GIVEN PROBLEM:
Return every line of the material below that contains the string "brown". Case counts.

[Some records]
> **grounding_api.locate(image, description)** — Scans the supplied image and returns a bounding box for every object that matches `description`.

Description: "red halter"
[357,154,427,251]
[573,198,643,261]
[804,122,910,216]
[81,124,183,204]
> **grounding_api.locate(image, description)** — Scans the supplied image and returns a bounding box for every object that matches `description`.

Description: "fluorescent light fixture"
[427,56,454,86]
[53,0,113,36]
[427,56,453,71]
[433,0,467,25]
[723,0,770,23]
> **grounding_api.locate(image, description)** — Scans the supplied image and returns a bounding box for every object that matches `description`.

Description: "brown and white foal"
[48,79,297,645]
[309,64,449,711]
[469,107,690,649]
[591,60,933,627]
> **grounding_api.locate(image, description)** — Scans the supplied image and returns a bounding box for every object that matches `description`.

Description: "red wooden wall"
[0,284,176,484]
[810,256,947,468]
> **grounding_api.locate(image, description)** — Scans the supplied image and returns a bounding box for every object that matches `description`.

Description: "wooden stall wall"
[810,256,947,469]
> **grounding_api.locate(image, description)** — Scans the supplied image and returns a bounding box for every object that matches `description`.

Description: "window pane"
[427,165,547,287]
---
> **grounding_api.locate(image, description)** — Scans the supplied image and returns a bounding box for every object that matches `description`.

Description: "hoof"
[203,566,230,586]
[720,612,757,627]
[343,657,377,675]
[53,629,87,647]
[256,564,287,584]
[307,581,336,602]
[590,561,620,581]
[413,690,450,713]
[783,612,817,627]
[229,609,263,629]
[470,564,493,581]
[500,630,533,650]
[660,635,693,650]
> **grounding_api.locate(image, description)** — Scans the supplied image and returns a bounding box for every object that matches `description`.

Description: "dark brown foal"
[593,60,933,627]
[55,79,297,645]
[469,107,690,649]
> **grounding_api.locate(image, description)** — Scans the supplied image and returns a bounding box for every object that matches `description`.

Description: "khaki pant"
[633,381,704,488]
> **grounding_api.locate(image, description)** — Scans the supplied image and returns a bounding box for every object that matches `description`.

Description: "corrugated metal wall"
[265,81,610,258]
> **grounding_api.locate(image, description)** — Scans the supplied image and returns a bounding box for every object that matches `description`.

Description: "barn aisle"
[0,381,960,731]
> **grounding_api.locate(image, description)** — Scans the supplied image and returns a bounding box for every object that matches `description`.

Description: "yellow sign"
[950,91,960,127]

RESPONSE FOR THIS EXERCISE:
Description: "brown and white foal"
Description: "dark brown foal"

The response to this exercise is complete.